**To do**
Can you write out, word for word, the part of the passage on cold injury to trees from "Unseasonably warm temperatures" to "hydrangea, and viburnum."?

**Provided passage**
__________
Ornamental and fruit trees in Alabama can take a blow from extreme weather: severe droughts, insufficient chilling periods for fruit trees in winter months, and late-spring freezes that can cause significant cold injury. By recognizing and alleviating the effects of cold injury, you can help your trees and shrubs to thrive once again.
Low-temperature injury to plants occurs at or near freezing (32 degrees F, 0 degrees C). Ice crystals form within the plant cells, rupturing those cells. Plant parts injured depends on plant species, vigor, age, hydration, and time of year. In many cases, only the most exposed part of the plant canopy is injured. In general, flower buds are more susceptible than vegetative buds to cold temperatures, although the latter may suffer misshapen leaves after expansion.
Unseasonably warm temperatures in late winter and early spring can cause many shrubs and trees to break dormancy prematurely. The sudden drop to below-freezing temperatures in spring can damage buds, flowers, and tender new growth. Trees that were beginning to flower and leaf out may experience a setback. Trees and shrubs fail to bloom, are slow to leaf out, or show damage when exposed to a late-season freeze. Species susceptible to cold injury include, but are not limited to, Bradford pear, other pear species, southern magnolia, oleander, flowering peach, hydrangea, and viburnum.
__________
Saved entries
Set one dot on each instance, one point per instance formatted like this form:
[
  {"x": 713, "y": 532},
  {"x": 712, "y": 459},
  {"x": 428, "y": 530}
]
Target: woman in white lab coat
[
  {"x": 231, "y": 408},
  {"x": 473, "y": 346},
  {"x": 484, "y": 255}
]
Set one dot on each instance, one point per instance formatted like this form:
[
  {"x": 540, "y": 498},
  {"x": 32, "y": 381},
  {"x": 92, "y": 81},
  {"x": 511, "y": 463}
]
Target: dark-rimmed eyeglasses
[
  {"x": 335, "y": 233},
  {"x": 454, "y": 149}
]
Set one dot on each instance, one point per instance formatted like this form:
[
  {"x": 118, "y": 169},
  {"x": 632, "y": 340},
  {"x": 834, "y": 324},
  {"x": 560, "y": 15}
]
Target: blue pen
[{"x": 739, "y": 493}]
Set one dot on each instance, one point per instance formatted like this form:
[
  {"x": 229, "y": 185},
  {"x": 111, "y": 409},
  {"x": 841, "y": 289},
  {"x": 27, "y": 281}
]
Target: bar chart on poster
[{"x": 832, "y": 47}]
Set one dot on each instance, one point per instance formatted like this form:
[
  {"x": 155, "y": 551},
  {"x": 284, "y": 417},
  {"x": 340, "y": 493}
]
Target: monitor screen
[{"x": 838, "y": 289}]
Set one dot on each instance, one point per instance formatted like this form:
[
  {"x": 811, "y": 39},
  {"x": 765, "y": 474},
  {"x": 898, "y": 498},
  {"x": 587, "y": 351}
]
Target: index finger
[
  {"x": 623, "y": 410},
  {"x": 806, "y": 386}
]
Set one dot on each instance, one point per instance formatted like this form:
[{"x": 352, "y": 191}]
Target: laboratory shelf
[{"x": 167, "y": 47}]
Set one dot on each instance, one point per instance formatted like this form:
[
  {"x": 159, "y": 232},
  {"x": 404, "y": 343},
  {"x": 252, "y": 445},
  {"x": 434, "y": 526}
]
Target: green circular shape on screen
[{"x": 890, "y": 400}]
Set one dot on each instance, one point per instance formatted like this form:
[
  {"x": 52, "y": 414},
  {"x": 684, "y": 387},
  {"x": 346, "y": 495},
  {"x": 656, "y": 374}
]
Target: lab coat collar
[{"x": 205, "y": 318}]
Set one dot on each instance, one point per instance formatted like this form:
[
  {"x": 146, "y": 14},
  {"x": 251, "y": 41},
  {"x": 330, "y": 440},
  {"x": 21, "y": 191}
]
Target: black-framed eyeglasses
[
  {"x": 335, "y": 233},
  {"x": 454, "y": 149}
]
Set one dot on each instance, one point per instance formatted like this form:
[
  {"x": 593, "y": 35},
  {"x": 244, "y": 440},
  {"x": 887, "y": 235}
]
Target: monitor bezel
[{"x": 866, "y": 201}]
__________
**Task output**
Unseasonably warm temperatures in late winter and early spring can cause many shrubs and trees to break dormancy prematurely. The sudden drop to below-freezing temperatures in spring can damage buds, flowers, and tender new growth. Trees that were beginning to flower and leaf out may experience a setback. Trees and shrubs fail to bloom, are slow to leaf out, or show damage when exposed to a late-season freeze. Species susceptible to cold injury include, but are not limited to, Bradford pear, other pear species, southern magnolia, oleander, flowering peach, hydrangea, and viburnum.